• Document section:

>> start

There was no Twitter to check, but the community that loved Phil Ochs came together quickly. On WBAI it was like the JFK assassination: they ripped out all their regular programming in favor of Ochs — interviews, performances, and call-ins. Mainstream rock stations WNEW-FM and WPLJ also played and mourned Phil. Malachy McCourt opened his WMCA show with “When I’m Gone,” then softly announced, “Phil Ochs, singing louder than the guns.”

In years to follow, I learned more of Ochs’s sad story. Battling bipolar disorder and alcohol, he had rallied impressively to put on the previous year’s Central Park event on hearing the war was finally over, then slid into a worse decline.

It took unacceptably long decades for me to set aside my liberal Zionism and become a vocal Palestine supporter. A story for another time. Sometime in the mid-’00s I attended a gathering to support Habonim. A few friends from back then now had a band and were set up to perform with mics and amplifiers. After their set, they invited me to take up a guitar and play something. I’m no performer and rarely touch a guitar now. But I took the one they gave me and powered through “Draft Dodger Rag” in non-embarrassing style. All my old friends sang along. It was my last Habonim event.

>> end

• Given information:
>> start

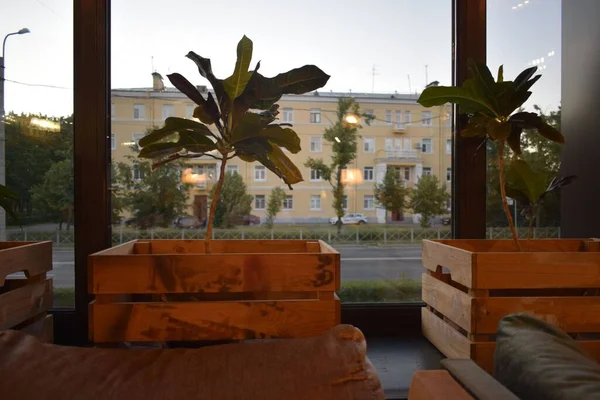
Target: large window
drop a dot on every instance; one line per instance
(36, 158)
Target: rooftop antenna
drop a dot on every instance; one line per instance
(373, 72)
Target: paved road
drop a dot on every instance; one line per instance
(358, 263)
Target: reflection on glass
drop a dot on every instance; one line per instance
(376, 65)
(38, 110)
(536, 44)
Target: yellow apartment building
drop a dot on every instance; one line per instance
(404, 135)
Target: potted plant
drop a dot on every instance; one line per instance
(243, 288)
(471, 284)
(24, 302)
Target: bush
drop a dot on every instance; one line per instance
(393, 290)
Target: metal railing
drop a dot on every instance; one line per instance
(348, 235)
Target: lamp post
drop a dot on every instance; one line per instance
(2, 133)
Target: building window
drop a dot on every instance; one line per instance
(189, 111)
(315, 202)
(316, 144)
(259, 202)
(139, 111)
(167, 111)
(288, 202)
(315, 116)
(399, 119)
(389, 144)
(315, 174)
(368, 174)
(369, 202)
(138, 174)
(426, 118)
(136, 138)
(260, 173)
(426, 146)
(369, 144)
(288, 115)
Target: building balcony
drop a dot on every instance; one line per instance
(405, 156)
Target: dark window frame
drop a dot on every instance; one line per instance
(92, 116)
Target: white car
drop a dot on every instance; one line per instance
(353, 218)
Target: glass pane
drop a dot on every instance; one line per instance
(538, 43)
(375, 65)
(38, 104)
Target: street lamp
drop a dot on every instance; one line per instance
(2, 133)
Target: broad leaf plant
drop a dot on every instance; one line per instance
(244, 113)
(493, 107)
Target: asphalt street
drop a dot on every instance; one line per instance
(358, 263)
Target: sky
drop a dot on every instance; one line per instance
(406, 43)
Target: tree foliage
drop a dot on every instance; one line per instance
(428, 198)
(234, 201)
(156, 198)
(274, 205)
(391, 193)
(343, 138)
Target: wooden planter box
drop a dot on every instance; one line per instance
(24, 301)
(171, 290)
(471, 284)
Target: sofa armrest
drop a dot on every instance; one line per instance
(436, 385)
(476, 381)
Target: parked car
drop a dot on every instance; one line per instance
(352, 218)
(189, 223)
(249, 220)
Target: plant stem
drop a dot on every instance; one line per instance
(213, 204)
(503, 194)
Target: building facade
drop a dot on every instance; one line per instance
(403, 135)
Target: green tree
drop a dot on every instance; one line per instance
(391, 193)
(343, 137)
(54, 196)
(155, 198)
(233, 202)
(429, 198)
(274, 205)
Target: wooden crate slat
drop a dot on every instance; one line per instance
(571, 314)
(211, 273)
(448, 300)
(458, 261)
(443, 336)
(537, 270)
(34, 258)
(25, 302)
(148, 322)
(43, 328)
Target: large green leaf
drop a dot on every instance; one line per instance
(261, 92)
(527, 120)
(237, 82)
(205, 69)
(196, 142)
(464, 97)
(160, 149)
(520, 178)
(174, 125)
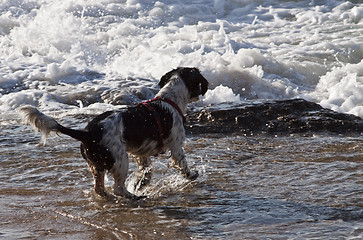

>> end

• Task goal: Reproduce the portion of the Phil Ochs reminiscence above beginning at the words "In years to" and ending after "last Habonim event.".

• Written solution:
In years to follow, I learned more of Ochs’s sad story. Battling bipolar disorder and alcohol, he had rallied impressively to put on the previous year’s Central Park event on hearing the war was finally over, then slid into a worse decline.

It took unacceptably long decades for me to set aside my liberal Zionism and become a vocal Palestine supporter. A story for another time. Sometime in the mid-’00s I attended a gathering to support Habonim. A few friends from back then now had a band and were set up to perform with mics and amplifiers. After their set, they invited me to take up a guitar and play something. I’m no performer and rarely touch a guitar now. But I took the one they gave me and powered through “Draft Dodger Rag” in non-embarrassing style. All my old friends sang along. It was my last Habonim event.